* **Problem requirements**
All lines from the one with "Reviewer note: check that each instance of the woman's arm" through the end of the records below are to be given again exactly, and nothing else.

* **Exercise material**

====

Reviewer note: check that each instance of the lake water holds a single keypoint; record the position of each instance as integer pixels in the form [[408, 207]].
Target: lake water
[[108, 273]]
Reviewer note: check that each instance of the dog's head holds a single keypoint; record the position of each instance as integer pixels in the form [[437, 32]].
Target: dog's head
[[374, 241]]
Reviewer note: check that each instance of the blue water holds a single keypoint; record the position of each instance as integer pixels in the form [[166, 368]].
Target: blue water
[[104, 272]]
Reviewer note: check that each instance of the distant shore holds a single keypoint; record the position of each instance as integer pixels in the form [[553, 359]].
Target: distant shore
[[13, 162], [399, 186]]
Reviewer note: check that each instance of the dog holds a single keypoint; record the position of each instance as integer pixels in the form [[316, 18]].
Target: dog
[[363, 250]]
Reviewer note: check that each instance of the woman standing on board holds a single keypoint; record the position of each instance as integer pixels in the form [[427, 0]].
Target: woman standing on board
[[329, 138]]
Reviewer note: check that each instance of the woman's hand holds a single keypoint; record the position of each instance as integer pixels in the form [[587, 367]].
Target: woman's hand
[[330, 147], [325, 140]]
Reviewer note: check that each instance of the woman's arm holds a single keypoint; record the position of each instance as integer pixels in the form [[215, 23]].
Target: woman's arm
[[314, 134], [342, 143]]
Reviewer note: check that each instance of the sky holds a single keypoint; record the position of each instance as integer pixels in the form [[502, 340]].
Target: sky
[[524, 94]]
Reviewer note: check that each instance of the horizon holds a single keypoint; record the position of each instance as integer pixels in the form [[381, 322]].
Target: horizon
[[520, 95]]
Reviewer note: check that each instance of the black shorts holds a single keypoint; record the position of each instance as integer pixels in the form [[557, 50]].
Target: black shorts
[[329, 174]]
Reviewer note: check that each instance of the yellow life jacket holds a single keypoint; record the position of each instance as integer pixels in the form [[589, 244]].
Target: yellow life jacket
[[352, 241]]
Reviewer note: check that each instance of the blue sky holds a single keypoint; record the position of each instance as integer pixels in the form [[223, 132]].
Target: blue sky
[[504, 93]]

====

* **Exercise response**
Reviewer note: check that each instance of the woman's arm holds a single keypoint; record the position of each instance as integer pixels in the form [[215, 23]].
Target: woman's arm
[[314, 134], [342, 143]]
Reviewer note: check that each instance of the sky holds a single keypoint; record the position of each instance as integer pixels in the form [[502, 340]].
Target: sky
[[524, 94]]
Reviewer note: check that each instance of the horizon holds a single keypoint; record the position of each instance as integer pixels in the form [[381, 322]].
Target: horizon
[[520, 95]]
Reviewer note: check that each instance of the black shorts holds a single keypoint; record the position of each instance as integer pixels in the form [[557, 50]].
Target: black shorts
[[329, 174]]
Reviewer note: check that each instance of the yellow life jacket holds a single keypoint; record the position of each instance as integer pixels in the form [[589, 244]].
Target: yellow life jacket
[[352, 241]]
Reviewer note: check that each instance of the blue sky holds a single keypoint; record the position of each instance as integer pixels in the form [[223, 132]].
Target: blue sky
[[504, 93]]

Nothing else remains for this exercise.